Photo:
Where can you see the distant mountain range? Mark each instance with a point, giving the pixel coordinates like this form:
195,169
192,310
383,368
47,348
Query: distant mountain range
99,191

EXERCISE DIRECTIONS ::
Format every line of the listing above as a Markdown table with columns headed No. and Entry, numbering the rows in order and leaving out any blank lines.

WRITTEN RESPONSE ::
| No. | Entry |
|---|---|
| 1 | Photo: |
| 2 | Where can you see the distant mountain range? Mark each instance with a point, giving the pixel coordinates like this form: |
| 3 | 195,169 |
| 4 | 192,310 |
| 5 | 383,368 |
| 6 | 47,348 |
| 7 | Query: distant mountain range |
| 8 | 99,191 |